Pick out every line in the rows below that contains the string "coordinates", and copy each of those lines in full.
====== DATASET CONTENT
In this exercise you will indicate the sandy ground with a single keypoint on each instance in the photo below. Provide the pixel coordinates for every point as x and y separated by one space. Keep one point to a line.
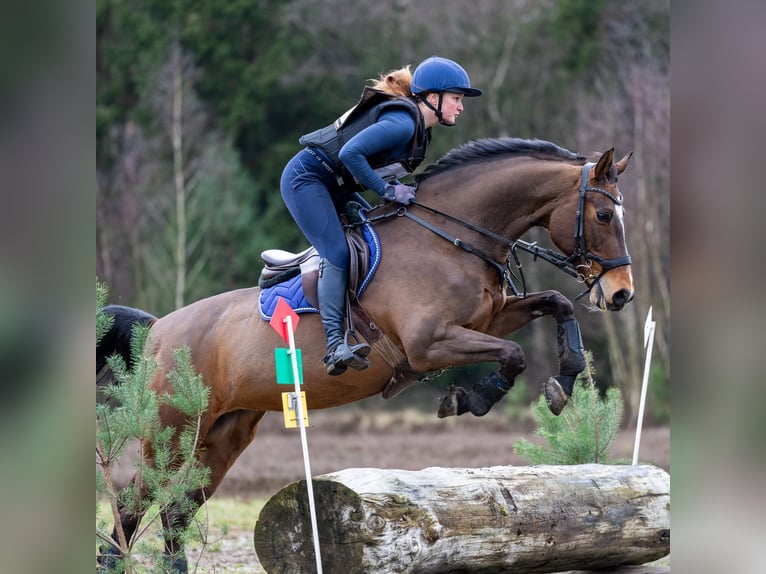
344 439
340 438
============
====== DATASET CONTENT
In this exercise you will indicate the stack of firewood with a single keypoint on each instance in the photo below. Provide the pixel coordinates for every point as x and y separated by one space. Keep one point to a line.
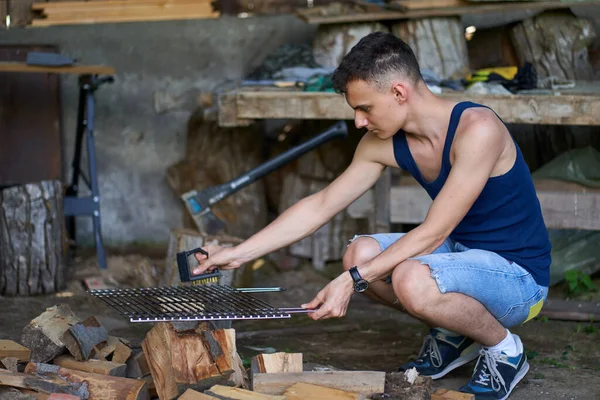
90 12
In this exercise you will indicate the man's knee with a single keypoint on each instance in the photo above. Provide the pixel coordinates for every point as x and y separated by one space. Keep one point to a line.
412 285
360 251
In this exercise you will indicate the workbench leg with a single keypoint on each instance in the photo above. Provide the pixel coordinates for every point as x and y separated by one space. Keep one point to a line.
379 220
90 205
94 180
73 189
============
## RESPONSE FOR THIS EXERCISE
In this exercise you will indicate the sandy ground with a single keypoint on each instance in the photo below. Provide the pixel coordinates for every point as x and y separated by one space. Keep one point to a line.
In this exercise you will indicate the stack of firewood with a single keypoint on each instance in the photo below. Provide the pixel coordinates for every point as x and y separated by one space. Keep one point to a line.
In this exercise you will indicate the man's knee with a single keypoint on each instance in the photo above. Provide the pixel coordinates for every point as x and y separated by one space. Keep one point to a line.
In this exercise you will indicate the workbench leg with a single keypoint on each instance in the photo above. Provide the pixel coordinates for every point as x and y separated by one space. Keep one point to a line.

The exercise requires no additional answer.